Pointing records
+++

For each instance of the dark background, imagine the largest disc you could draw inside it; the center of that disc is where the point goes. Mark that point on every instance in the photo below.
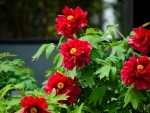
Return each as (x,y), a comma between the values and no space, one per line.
(24,29)
(141,13)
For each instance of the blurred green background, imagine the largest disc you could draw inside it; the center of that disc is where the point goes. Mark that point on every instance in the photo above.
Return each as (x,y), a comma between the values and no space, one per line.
(35,19)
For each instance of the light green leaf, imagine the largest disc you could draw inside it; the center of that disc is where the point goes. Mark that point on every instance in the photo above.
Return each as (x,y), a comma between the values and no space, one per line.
(146,24)
(4,90)
(78,109)
(101,61)
(56,58)
(134,99)
(59,63)
(90,30)
(39,52)
(113,72)
(104,71)
(91,40)
(49,50)
(97,95)
(73,73)
(126,99)
(111,26)
(2,108)
(53,93)
(90,81)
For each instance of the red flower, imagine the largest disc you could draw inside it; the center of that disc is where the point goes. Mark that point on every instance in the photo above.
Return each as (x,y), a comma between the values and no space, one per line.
(75,53)
(137,71)
(140,41)
(63,85)
(71,21)
(34,105)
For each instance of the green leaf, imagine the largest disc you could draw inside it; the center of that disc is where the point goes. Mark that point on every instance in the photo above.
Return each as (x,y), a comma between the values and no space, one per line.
(112,35)
(39,52)
(50,71)
(4,90)
(104,71)
(59,97)
(90,30)
(126,99)
(12,102)
(101,61)
(97,95)
(134,99)
(49,50)
(53,93)
(111,26)
(56,58)
(120,34)
(146,24)
(113,72)
(140,95)
(78,109)
(91,40)
(90,81)
(96,53)
(2,108)
(6,54)
(85,108)
(73,73)
(59,63)
(102,38)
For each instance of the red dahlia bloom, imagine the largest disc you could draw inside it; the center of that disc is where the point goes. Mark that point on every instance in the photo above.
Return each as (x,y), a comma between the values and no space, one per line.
(140,41)
(63,85)
(34,105)
(75,53)
(137,72)
(71,21)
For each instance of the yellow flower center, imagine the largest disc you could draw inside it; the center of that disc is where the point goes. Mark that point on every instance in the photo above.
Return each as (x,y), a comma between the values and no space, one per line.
(73,51)
(140,67)
(60,85)
(70,17)
(33,110)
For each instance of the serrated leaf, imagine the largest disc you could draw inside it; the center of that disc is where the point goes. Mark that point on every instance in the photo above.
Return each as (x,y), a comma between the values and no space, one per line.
(112,35)
(111,26)
(49,50)
(113,72)
(101,61)
(40,51)
(50,71)
(104,71)
(90,81)
(4,90)
(126,99)
(134,99)
(53,93)
(140,95)
(59,97)
(78,109)
(73,73)
(56,58)
(97,95)
(91,40)
(146,24)
(2,108)
(6,54)
(90,30)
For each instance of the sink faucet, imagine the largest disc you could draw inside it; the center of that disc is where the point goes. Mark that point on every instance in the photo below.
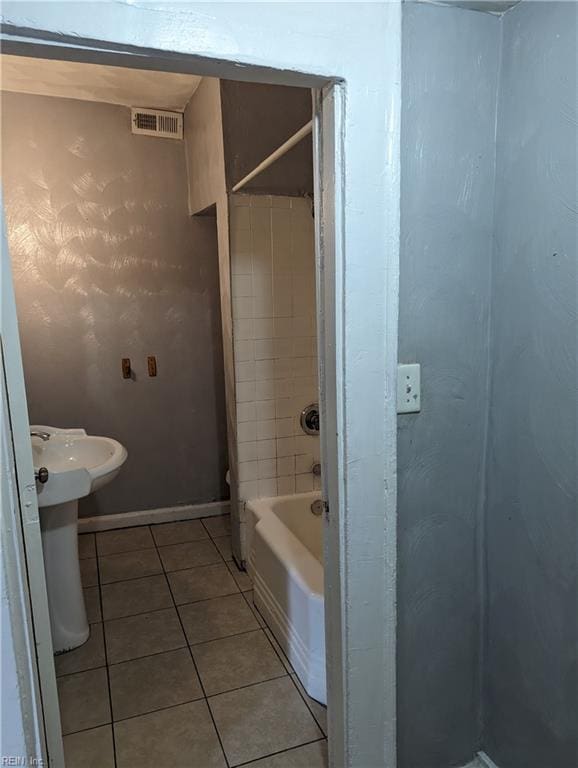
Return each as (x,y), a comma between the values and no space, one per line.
(42,435)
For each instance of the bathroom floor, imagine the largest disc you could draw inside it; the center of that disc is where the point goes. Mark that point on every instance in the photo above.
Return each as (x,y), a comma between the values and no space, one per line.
(179,668)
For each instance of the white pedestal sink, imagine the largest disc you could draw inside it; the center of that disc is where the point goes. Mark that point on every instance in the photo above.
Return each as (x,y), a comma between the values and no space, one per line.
(77,465)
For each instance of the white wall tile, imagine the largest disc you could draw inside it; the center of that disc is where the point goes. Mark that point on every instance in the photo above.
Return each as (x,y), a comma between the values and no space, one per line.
(303,463)
(273,289)
(267,469)
(243,329)
(264,328)
(240,219)
(286,465)
(242,286)
(265,409)
(242,308)
(246,431)
(264,369)
(265,349)
(285,446)
(303,483)
(284,427)
(284,407)
(249,490)
(266,449)
(247,451)
(245,371)
(268,487)
(284,327)
(245,391)
(265,390)
(245,412)
(266,429)
(286,485)
(248,470)
(244,350)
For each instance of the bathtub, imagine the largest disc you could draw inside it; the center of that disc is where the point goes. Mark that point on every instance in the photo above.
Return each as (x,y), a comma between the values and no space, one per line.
(285,545)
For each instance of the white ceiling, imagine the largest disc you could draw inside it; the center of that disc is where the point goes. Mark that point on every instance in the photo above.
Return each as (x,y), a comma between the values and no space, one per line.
(96,82)
(489,6)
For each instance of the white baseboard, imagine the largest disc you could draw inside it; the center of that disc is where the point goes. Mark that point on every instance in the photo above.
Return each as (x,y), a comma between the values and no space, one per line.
(481,761)
(148,516)
(485,761)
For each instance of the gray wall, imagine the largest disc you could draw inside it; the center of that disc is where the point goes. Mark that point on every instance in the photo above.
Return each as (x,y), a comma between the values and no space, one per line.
(257,119)
(108,264)
(450,63)
(532,535)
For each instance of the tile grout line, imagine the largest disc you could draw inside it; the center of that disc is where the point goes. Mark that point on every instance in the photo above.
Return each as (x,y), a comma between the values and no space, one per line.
(189,646)
(290,674)
(105,648)
(280,752)
(205,699)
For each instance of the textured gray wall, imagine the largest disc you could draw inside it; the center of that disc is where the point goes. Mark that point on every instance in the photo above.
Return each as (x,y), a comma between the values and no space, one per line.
(257,119)
(532,534)
(450,60)
(108,264)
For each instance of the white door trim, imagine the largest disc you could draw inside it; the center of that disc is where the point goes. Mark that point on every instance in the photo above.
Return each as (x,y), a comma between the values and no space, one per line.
(26,573)
(353,53)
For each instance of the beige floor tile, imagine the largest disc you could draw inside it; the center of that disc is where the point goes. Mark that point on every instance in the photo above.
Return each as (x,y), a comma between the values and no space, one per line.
(177,533)
(124,540)
(92,604)
(84,701)
(142,635)
(220,525)
(310,756)
(86,546)
(90,749)
(87,656)
(236,661)
(155,682)
(261,719)
(88,572)
(242,578)
(128,565)
(128,598)
(223,544)
(191,554)
(219,617)
(201,583)
(319,711)
(180,737)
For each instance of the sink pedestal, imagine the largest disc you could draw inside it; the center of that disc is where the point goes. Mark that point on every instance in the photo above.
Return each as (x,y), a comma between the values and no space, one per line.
(59,524)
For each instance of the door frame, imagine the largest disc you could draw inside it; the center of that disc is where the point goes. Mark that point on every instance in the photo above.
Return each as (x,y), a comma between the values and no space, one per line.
(356,140)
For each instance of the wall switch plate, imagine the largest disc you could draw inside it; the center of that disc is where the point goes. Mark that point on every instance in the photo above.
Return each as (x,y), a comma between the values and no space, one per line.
(409,388)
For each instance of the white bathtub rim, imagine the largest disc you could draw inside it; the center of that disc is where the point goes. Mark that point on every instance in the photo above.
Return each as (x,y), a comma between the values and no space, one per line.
(301,659)
(300,563)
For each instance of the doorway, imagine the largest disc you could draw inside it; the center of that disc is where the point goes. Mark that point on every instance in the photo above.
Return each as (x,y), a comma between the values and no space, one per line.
(329,116)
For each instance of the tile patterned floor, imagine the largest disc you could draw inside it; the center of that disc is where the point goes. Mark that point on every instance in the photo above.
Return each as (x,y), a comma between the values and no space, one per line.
(180,668)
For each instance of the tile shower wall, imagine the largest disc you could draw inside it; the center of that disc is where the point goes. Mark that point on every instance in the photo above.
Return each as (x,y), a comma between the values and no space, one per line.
(274,331)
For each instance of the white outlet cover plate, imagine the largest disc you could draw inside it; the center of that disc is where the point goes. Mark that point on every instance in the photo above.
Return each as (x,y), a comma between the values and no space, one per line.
(409,388)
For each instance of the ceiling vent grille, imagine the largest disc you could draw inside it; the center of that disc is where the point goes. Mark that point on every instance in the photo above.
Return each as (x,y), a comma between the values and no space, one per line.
(156,122)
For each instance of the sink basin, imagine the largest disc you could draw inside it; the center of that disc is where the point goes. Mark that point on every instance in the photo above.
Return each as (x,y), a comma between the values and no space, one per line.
(77,464)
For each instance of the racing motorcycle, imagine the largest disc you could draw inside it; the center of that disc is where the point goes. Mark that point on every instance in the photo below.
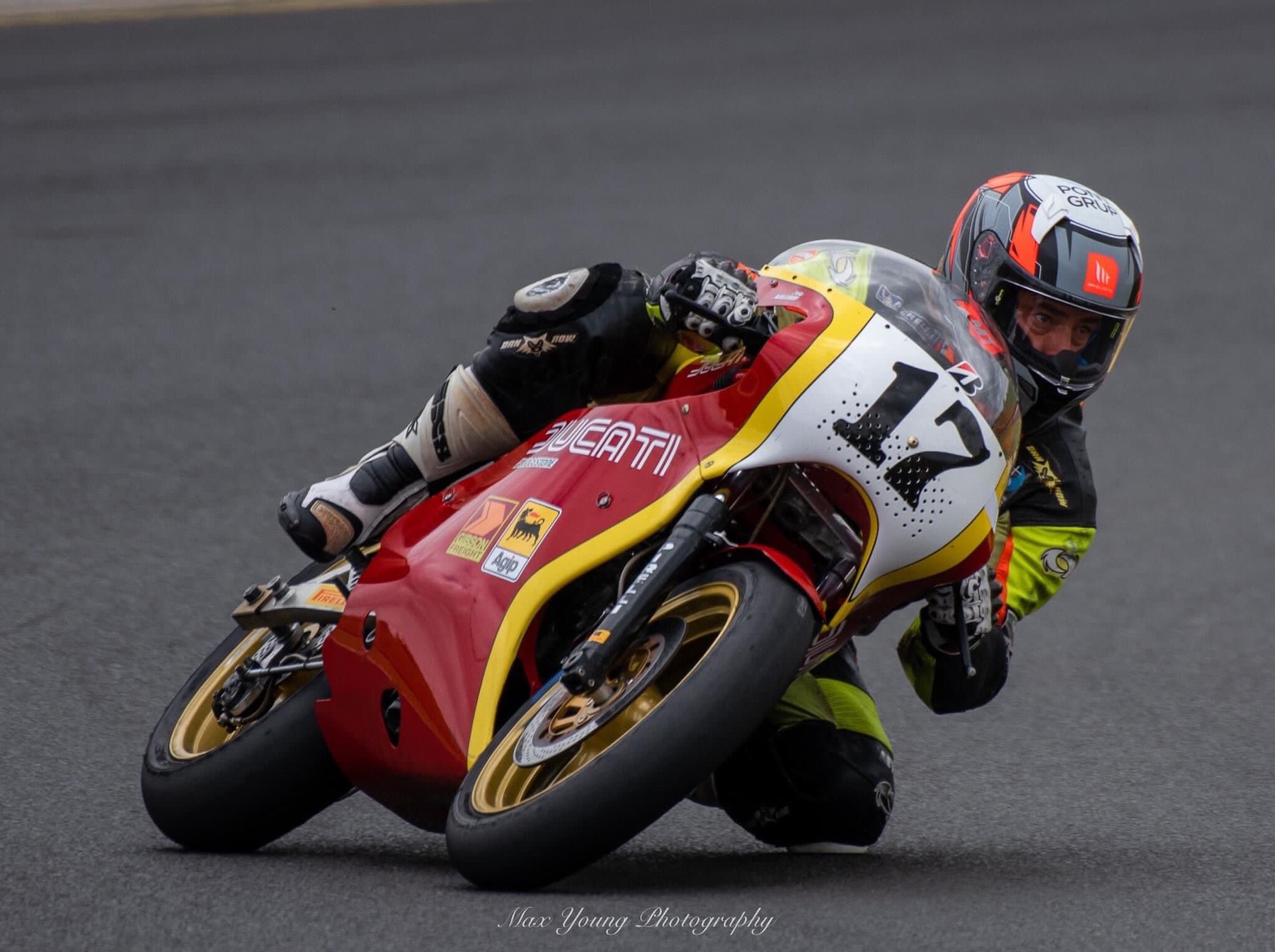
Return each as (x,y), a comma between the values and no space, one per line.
(550,653)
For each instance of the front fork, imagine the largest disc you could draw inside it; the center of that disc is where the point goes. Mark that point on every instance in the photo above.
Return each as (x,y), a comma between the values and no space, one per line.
(585,668)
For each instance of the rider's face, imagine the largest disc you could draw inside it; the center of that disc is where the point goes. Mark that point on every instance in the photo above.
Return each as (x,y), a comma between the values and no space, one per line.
(1053,326)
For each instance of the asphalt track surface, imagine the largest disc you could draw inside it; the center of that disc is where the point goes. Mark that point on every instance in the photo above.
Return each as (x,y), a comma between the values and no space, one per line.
(236,253)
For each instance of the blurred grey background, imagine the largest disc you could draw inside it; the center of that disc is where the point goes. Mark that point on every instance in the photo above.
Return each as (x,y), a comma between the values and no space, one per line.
(239,251)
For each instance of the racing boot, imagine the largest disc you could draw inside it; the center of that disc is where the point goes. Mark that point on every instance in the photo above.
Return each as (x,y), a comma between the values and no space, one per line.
(458,428)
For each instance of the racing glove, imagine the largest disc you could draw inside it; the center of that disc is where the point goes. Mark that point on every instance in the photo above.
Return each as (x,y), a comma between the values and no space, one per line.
(719,285)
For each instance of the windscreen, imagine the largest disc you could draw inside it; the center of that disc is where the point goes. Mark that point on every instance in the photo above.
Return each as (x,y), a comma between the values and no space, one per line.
(950,326)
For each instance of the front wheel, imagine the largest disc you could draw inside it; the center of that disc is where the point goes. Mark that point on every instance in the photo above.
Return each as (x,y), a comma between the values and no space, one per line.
(218,789)
(527,816)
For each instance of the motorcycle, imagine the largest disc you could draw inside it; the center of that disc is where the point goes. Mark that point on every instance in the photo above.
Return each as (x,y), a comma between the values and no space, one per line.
(546,655)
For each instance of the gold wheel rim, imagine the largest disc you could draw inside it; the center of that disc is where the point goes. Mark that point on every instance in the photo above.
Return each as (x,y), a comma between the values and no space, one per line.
(707,611)
(197,730)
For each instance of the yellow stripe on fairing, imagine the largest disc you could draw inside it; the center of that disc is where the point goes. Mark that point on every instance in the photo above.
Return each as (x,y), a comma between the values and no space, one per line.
(850,319)
(935,563)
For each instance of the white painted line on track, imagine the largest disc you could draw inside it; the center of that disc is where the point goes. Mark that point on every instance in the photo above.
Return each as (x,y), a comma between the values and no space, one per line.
(38,13)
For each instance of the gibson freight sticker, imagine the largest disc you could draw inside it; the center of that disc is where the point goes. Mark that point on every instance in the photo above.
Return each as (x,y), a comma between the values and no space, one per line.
(476,536)
(520,539)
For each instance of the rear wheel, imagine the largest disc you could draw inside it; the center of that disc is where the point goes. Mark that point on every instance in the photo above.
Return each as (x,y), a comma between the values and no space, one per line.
(570,778)
(212,788)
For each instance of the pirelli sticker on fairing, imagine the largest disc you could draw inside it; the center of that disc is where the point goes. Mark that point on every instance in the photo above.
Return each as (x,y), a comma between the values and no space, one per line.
(476,536)
(520,539)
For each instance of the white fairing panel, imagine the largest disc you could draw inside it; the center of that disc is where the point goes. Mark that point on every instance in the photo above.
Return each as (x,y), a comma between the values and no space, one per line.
(893,418)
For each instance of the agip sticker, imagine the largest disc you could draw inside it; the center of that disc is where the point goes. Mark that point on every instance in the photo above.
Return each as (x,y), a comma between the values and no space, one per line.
(520,539)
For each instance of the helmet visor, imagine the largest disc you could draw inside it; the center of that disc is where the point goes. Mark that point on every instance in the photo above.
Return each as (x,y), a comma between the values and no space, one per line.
(1069,345)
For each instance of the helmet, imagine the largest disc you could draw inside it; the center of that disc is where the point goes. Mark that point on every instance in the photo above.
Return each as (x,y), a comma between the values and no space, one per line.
(1024,245)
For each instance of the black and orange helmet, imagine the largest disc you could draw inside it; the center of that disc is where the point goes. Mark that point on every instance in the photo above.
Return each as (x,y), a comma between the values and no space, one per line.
(1058,240)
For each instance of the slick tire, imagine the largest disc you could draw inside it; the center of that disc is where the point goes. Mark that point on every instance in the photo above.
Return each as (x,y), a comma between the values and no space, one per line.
(262,783)
(652,767)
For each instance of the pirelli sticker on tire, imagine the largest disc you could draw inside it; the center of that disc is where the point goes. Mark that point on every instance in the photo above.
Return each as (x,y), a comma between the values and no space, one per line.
(518,543)
(477,534)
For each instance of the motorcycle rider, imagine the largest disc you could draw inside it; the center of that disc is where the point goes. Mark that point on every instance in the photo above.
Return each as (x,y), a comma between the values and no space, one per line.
(1055,264)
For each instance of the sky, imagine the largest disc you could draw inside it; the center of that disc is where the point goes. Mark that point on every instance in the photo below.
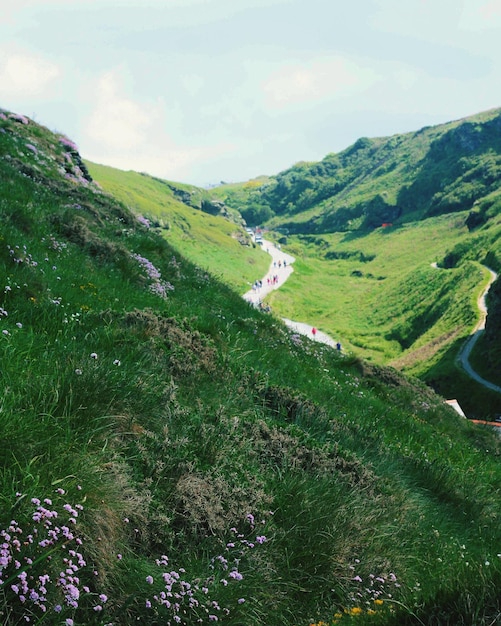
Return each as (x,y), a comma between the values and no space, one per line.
(205,91)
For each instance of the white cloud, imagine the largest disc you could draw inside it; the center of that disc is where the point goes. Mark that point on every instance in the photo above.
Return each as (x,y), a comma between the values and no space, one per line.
(26,75)
(118,123)
(315,81)
(130,135)
(479,16)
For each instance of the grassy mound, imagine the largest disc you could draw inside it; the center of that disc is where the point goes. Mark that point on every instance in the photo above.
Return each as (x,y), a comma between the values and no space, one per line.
(168,454)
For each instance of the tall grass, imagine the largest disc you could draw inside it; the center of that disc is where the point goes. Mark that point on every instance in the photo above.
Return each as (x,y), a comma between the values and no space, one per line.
(183,426)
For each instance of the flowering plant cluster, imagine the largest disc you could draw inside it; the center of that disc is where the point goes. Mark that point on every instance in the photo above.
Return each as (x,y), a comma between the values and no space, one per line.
(157,286)
(42,567)
(179,601)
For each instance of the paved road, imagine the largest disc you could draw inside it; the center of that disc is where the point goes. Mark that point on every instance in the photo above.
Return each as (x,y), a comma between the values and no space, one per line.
(464,354)
(282,273)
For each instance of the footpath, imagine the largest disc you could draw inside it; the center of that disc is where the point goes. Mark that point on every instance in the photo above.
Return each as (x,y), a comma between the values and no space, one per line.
(280,270)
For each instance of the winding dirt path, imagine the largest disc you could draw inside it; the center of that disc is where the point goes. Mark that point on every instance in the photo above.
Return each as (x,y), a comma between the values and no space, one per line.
(279,271)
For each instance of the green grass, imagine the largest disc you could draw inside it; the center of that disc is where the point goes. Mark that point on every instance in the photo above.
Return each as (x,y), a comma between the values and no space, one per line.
(212,242)
(168,420)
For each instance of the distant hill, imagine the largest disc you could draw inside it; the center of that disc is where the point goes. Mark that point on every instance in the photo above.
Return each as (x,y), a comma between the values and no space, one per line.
(433,171)
(204,229)
(171,455)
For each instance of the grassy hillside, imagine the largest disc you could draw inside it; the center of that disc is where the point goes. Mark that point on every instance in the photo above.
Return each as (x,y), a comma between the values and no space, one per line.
(433,171)
(379,294)
(171,455)
(214,242)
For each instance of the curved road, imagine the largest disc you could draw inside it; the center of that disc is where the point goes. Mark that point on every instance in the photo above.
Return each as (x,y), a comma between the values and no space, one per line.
(464,354)
(280,270)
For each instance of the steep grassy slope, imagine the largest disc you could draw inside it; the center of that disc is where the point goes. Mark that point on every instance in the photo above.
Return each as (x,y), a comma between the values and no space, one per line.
(169,454)
(214,242)
(433,171)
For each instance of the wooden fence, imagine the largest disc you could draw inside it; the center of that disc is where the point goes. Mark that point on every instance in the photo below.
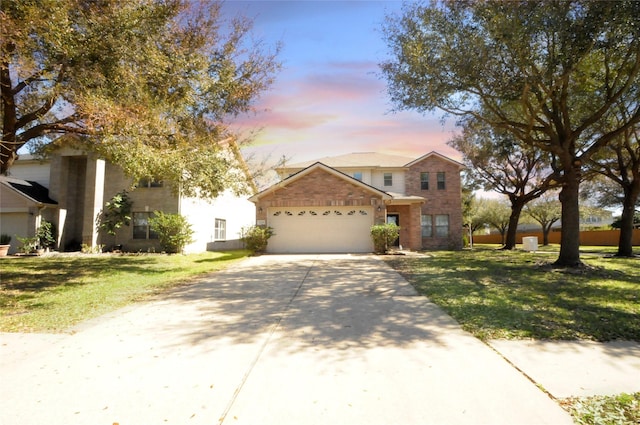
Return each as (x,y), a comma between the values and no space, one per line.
(589,237)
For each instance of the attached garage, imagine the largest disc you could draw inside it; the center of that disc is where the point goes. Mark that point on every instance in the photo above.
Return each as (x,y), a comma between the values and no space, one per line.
(320,210)
(320,230)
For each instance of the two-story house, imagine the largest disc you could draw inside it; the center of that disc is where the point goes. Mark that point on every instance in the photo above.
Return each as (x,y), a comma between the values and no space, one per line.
(70,189)
(329,205)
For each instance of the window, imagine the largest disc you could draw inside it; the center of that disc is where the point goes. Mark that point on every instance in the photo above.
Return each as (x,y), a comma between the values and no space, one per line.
(424,181)
(426,225)
(440,181)
(388,179)
(148,182)
(442,226)
(220,231)
(141,229)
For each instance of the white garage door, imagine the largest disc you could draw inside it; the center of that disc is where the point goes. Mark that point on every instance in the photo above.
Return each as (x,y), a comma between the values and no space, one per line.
(316,229)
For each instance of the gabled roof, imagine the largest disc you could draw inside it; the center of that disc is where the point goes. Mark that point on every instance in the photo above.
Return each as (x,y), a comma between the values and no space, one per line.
(356,159)
(436,154)
(315,166)
(33,191)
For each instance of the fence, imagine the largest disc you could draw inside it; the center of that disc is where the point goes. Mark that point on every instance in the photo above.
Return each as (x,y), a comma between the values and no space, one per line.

+++

Exercise prompt:
Copy exactly the lines above, from the one containing "For each instance of the window, imagine" through the very last line.

Task solution:
For each instance of the window, imagine the largest disc you could draw inside it; the center of that disc is where the point goes. Mark that point on every instance in the photo above.
Return each as (x,y), a comma between the values and no space, one per line.
(424,181)
(426,225)
(440,181)
(388,179)
(148,182)
(442,226)
(220,231)
(141,229)
For each instance of the white garage door, imagine the largest disc you could draw inside it; the center of that disc is where the point goes. Mark that point on every instance in the photo above.
Return each as (x,y), a comma between the values and no space, one per line.
(316,229)
For each instance of the gabled roof, imagine the largest disc you could draw inside it; the center of that disc is where the point goes. Mark that point on every instance in the photo above.
Return each as (x,y), a comma between the values and no space, one per line.
(356,159)
(436,154)
(315,166)
(33,191)
For each instance of the fence, imagine the largest disc you could draw inside it; the center of that disc is where the point goes. Mark that point on every instance in the photo above.
Return each as (x,y), a comma between the values and no space, one per line.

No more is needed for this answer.